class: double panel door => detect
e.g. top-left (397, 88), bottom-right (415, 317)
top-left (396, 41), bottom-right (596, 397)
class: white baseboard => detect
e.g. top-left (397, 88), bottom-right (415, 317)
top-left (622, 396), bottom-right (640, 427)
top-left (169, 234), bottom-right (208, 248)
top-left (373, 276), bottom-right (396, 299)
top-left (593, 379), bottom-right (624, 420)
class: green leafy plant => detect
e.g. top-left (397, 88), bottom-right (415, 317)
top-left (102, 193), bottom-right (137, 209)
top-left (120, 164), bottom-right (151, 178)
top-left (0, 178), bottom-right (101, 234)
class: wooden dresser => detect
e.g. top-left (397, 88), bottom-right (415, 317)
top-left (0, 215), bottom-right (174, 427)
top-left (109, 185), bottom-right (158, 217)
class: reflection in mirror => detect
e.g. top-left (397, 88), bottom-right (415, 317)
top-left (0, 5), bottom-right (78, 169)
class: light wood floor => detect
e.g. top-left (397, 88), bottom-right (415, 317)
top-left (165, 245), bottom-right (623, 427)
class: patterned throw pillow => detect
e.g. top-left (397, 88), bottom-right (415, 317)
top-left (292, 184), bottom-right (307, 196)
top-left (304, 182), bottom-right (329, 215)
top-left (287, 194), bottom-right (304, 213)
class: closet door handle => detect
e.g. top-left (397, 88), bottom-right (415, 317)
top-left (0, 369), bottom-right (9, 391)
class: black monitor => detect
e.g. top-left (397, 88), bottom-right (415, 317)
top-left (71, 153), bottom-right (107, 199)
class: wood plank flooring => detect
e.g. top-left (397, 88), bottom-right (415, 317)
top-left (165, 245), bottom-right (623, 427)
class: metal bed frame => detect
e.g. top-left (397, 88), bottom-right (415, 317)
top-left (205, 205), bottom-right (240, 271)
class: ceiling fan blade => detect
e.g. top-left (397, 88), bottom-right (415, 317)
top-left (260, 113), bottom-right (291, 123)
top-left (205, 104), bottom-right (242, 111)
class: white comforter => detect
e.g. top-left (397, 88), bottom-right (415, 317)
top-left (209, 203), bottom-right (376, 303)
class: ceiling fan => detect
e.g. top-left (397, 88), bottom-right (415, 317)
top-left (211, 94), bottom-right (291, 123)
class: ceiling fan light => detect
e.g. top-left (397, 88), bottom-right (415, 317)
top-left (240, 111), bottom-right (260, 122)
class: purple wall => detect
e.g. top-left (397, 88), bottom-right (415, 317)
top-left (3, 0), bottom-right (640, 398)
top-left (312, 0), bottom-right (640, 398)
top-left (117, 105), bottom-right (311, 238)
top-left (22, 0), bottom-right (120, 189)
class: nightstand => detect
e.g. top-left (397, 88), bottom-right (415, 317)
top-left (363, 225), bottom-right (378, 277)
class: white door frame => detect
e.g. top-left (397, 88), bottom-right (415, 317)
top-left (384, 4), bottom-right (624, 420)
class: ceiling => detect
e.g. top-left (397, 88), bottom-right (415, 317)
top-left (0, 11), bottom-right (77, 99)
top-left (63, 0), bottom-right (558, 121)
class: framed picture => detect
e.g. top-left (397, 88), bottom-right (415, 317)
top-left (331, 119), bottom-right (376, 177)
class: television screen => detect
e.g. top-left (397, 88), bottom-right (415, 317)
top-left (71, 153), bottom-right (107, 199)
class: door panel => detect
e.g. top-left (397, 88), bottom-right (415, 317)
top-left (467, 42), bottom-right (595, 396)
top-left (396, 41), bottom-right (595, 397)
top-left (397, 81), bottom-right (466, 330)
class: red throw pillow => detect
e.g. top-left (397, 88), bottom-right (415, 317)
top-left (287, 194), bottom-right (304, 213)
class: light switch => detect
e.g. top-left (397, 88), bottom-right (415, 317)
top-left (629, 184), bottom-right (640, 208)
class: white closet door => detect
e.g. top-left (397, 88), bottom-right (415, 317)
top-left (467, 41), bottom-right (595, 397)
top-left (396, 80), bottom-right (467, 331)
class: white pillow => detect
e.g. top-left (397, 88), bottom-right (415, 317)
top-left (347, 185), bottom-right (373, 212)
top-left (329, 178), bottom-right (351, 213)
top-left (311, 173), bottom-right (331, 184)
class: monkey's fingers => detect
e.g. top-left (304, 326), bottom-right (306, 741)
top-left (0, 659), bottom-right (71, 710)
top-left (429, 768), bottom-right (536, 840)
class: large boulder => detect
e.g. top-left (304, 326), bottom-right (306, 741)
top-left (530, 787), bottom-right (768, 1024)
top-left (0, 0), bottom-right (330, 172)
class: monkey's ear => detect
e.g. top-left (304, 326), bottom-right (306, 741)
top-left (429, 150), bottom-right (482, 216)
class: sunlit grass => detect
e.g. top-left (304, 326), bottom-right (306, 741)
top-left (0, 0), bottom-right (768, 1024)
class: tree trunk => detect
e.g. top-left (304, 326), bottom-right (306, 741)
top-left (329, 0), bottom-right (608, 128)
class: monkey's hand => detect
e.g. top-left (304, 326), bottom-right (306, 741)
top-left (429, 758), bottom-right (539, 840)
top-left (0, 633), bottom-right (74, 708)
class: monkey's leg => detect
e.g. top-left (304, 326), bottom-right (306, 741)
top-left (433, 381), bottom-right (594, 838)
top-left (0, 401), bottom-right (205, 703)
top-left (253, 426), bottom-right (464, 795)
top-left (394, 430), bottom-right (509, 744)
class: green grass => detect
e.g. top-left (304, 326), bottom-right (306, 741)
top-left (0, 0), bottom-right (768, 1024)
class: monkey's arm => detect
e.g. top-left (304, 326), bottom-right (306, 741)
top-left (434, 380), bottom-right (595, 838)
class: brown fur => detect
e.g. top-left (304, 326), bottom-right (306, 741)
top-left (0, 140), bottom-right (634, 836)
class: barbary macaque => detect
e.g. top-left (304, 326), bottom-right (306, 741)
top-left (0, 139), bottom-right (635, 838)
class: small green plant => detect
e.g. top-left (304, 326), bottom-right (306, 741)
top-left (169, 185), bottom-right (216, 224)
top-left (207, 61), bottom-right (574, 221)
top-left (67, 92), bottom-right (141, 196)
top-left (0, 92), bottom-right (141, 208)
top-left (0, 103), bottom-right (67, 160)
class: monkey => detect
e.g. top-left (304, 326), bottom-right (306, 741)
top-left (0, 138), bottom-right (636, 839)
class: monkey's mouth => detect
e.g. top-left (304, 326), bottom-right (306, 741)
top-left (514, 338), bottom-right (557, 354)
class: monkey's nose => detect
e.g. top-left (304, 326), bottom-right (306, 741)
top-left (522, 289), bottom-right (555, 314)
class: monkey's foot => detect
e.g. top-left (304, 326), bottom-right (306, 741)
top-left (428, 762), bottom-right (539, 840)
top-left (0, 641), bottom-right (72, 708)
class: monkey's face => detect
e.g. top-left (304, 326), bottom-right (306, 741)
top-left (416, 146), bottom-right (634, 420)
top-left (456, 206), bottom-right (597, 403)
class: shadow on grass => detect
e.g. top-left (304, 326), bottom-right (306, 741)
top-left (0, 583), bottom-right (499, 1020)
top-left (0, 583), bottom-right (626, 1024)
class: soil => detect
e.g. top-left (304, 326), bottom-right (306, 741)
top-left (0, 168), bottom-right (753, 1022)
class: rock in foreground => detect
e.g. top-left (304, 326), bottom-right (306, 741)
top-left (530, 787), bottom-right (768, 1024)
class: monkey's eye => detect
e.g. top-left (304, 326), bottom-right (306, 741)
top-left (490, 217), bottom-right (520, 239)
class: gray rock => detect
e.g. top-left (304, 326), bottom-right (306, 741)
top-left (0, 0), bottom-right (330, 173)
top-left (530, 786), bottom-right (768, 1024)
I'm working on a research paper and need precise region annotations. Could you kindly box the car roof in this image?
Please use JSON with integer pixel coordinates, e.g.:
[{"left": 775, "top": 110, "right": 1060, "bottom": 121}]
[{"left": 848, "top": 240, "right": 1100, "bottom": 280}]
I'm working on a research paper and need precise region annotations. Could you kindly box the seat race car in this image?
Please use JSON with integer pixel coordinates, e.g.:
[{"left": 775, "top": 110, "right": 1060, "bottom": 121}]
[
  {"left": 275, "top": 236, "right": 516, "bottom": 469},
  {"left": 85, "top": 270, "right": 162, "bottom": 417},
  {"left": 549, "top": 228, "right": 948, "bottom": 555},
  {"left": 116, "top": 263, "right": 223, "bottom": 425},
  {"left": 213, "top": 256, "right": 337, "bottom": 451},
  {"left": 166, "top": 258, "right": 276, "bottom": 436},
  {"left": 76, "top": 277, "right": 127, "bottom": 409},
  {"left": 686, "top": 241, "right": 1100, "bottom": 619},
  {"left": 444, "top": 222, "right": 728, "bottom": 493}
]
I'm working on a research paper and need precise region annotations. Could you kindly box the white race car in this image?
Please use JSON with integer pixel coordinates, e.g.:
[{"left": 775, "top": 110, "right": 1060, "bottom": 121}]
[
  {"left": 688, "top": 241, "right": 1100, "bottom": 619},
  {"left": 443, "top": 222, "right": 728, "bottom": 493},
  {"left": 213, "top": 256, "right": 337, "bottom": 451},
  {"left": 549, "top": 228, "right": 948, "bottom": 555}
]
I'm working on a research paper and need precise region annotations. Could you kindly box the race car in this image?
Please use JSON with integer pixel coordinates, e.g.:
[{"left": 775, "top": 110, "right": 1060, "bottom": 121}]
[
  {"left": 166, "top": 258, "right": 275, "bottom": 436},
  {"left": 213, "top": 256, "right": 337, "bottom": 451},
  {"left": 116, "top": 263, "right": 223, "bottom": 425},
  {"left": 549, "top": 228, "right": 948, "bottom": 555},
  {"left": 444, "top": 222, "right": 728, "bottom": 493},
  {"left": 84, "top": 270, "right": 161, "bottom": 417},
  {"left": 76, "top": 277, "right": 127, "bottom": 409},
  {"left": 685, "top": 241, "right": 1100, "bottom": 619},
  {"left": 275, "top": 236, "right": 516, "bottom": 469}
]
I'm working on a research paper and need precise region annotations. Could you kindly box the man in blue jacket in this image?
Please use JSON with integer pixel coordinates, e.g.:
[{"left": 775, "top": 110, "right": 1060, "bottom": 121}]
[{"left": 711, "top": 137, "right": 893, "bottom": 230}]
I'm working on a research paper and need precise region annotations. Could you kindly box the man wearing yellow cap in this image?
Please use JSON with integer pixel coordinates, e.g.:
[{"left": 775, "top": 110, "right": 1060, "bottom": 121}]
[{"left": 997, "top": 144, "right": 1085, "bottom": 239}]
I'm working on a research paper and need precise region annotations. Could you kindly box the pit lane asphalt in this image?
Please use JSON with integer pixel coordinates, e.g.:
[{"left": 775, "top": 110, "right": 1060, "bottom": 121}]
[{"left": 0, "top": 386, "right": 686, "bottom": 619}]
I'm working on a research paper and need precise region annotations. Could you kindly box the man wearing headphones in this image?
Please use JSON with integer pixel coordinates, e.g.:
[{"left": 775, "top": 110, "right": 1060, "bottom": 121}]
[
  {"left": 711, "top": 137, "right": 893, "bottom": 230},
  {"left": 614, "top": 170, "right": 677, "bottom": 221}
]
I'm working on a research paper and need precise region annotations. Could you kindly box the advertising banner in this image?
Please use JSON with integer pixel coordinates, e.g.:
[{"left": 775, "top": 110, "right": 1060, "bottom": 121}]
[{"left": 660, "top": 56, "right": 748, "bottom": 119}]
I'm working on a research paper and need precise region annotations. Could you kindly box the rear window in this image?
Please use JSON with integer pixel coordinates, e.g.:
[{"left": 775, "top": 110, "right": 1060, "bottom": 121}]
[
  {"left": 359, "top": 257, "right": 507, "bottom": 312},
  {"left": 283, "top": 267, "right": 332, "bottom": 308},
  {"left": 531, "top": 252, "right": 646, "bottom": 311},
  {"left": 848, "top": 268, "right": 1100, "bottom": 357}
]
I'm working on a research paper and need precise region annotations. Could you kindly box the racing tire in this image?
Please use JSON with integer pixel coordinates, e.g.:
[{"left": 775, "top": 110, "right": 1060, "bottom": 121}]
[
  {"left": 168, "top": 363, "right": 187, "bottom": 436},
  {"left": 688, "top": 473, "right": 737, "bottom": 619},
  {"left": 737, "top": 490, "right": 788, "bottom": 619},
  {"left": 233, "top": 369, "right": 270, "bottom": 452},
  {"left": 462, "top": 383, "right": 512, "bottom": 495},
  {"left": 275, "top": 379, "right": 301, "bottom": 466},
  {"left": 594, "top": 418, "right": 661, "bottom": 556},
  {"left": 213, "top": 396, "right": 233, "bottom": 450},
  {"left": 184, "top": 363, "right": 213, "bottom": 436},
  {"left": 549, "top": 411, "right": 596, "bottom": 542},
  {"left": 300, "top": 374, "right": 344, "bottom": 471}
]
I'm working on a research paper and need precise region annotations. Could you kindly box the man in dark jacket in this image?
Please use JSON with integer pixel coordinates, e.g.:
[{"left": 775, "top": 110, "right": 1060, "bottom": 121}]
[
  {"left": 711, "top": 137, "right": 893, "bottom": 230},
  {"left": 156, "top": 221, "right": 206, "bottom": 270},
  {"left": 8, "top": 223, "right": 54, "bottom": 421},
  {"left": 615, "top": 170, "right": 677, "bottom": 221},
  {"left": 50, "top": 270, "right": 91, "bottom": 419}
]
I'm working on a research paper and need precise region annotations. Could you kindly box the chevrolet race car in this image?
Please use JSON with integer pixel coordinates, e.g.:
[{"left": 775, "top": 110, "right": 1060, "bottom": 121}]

*-*-*

Written instruction:
Reproduce the data between the lines holding "class: monkey's fingers => detect" and "top-left (0, 139), bottom-right (635, 838)", inclusive, substituting "primate's" for each occurrence of "monkey's" and leaving all else unaltered.

Result below:
class: primate's fingers => detect
e.g. top-left (304, 326), bottom-right (306, 741)
top-left (0, 659), bottom-right (71, 710)
top-left (429, 768), bottom-right (536, 840)
class: large boulder => detect
e.g. top-left (304, 326), bottom-right (306, 741)
top-left (530, 787), bottom-right (768, 1024)
top-left (0, 0), bottom-right (330, 172)
class: primate's ear => detect
e.g. top-left (304, 326), bottom-right (306, 741)
top-left (429, 150), bottom-right (482, 216)
class: sunlit grass => detect
e.g. top-left (304, 326), bottom-right (306, 741)
top-left (0, 0), bottom-right (768, 1024)
class: tree trunk => detect
e.g. top-left (304, 326), bottom-right (306, 741)
top-left (329, 0), bottom-right (608, 128)
class: primate's hand => detect
e.g. top-left (304, 326), bottom-right (306, 741)
top-left (429, 758), bottom-right (539, 840)
top-left (0, 633), bottom-right (74, 708)
class: primate's leg => detect
e.g. top-left (304, 326), bottom-right (306, 741)
top-left (433, 381), bottom-right (594, 838)
top-left (0, 401), bottom-right (205, 703)
top-left (253, 426), bottom-right (464, 795)
top-left (394, 430), bottom-right (509, 744)
class: green grass => detect
e.g. top-left (304, 326), bottom-right (306, 741)
top-left (0, 0), bottom-right (768, 1024)
class: primate's arm => detect
e.g. top-left (304, 326), bottom-right (306, 741)
top-left (434, 380), bottom-right (595, 838)
class: brown fur => detect
e.g. top-left (304, 326), bottom-right (306, 741)
top-left (0, 140), bottom-right (634, 836)
class: barbary macaque => detect
e.g. top-left (304, 326), bottom-right (306, 741)
top-left (0, 139), bottom-right (635, 838)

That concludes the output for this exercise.